Dataset items:

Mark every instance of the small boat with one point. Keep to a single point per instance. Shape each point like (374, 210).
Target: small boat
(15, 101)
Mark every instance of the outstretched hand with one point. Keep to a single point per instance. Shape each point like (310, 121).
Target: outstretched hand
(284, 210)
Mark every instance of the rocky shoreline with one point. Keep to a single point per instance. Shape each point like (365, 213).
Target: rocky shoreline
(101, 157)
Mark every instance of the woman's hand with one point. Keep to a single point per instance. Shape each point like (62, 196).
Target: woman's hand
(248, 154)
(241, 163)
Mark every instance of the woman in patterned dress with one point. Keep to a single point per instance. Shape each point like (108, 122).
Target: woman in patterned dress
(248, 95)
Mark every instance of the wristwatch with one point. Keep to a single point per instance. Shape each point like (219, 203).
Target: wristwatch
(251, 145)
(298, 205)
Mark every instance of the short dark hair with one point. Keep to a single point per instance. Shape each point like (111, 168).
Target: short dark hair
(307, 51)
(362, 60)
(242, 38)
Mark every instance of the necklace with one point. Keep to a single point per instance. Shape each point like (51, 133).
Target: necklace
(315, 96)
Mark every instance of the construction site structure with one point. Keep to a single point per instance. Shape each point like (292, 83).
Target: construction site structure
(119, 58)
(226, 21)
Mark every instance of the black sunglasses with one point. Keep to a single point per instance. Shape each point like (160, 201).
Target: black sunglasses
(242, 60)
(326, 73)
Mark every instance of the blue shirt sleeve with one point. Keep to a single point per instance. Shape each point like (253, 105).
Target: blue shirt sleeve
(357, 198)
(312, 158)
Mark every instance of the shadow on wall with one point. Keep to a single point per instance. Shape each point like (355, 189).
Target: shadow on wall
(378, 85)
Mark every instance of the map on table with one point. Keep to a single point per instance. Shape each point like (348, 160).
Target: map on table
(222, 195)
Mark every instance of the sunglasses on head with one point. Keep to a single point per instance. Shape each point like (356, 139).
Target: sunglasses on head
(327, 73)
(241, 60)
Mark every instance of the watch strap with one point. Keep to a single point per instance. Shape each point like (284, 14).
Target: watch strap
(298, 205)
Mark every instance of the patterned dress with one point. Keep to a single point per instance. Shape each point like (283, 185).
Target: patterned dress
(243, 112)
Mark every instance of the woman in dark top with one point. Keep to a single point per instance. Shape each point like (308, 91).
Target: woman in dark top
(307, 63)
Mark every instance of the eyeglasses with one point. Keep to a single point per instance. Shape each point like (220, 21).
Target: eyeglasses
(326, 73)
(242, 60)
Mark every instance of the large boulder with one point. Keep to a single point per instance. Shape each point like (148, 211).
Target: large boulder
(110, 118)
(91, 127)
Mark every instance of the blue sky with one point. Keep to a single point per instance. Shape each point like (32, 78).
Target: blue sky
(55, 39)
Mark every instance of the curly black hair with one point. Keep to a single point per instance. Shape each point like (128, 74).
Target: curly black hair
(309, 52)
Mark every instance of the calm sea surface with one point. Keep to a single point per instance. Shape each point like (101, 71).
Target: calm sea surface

Activity:
Output the entire data exactly, line for line.

Output for this task:
Mark every instance of the small boat with one point. Keep to a single point per instance. Shape each point like (374, 210).
Target: small boat
(15, 101)
Mark every instance of the outstretched hand with one point. Keep to a single point per instance. Shape each point like (310, 121).
Target: outstretched hand
(284, 210)
Mark every instance of the rocky shoreline with one point. Keep to a single point per instance. Shape each point like (365, 213).
Target: rocky shoreline
(101, 157)
Mark every instance of the woman's hand with one point. Keep to a single point per instance. Shape each point like (62, 196).
Target: woman's hand
(248, 154)
(241, 163)
Mark every instance of the woman in patterned dress with one point. Keep to a single point per instance. Shape each point like (108, 122).
Target: woman in patterned dress
(248, 95)
Mark every instance of the wristwatch with one point. Keep to a single point per instance. Shape each point like (219, 203).
Target: wristwatch
(251, 145)
(298, 205)
Mark every instance of the short dark hair with one point. Keep to a single point per instance. Shape each point like (111, 168).
Target: short dark hair
(307, 51)
(362, 60)
(242, 38)
Mark every instance of the necklace with one point. Keep to a single point per instance. Shape each point like (51, 133).
Target: necklace
(315, 96)
Mark every instance of the construction site structure with one point. Keep to a single point per instance. Shape each point like (292, 83).
Target: construction site structure
(119, 58)
(226, 21)
Mark every instance of the black sunglasses with one point. Keep to a single point per instance. Shape each point like (160, 201).
Target: black sunglasses
(242, 60)
(326, 73)
Mark every instance of the blue shirt sleeve with one point. Keep to a single point per instance. Shape each point like (253, 105).
Target: blue shirt sleeve
(357, 198)
(312, 158)
Mark every instance of the shadow on wall with one point. Keep to a single point per instance. Shape each point like (355, 189).
Target: shadow on wall
(378, 85)
Mark every instance of the map on table with one point. Keep to a single point per instance. Shape each point like (348, 160).
Target: map on table
(222, 195)
Mark every instance of the sunglasses on head with one point. Keep to a single point per instance. Shape each point like (356, 139).
Target: sunglasses on head
(327, 73)
(241, 60)
Mark every instance of the watch strap with one point. Keep to a single point per instance. Shape each point like (284, 14).
Target: watch strap
(298, 205)
Mark every instance of the patterned dress with one point. Keep to a single point per instance. Shape each point like (283, 185).
Target: patterned dress
(243, 112)
Mark every instance of the woman in dark top with one point. Keep to a single point per instance. Shape each point like (308, 91).
Target: woman in dark top
(307, 63)
Mark every instance of the eyeglasses with one point. Keep to a single point per instance. Shape each point like (220, 21).
Target: eyeglasses
(326, 73)
(242, 60)
Mark every instance of the large boulder with one point. Keep to a single point per instance. Shape each point like (148, 211).
Target: large boulder
(110, 118)
(91, 127)
Mark every instance of the blue sky with one point. Keep to a single point per instance. Shape each point like (32, 78).
Target: blue sky
(55, 39)
Mark every instance of the curly black hair with one point. Keep to a single point per instance. Shape each point like (128, 74).
Target: curly black hair
(309, 52)
Mark every instance of the calm sea surface with one point. Keep to a single point per instance. Shape each point like (101, 71).
Target: calm sea surface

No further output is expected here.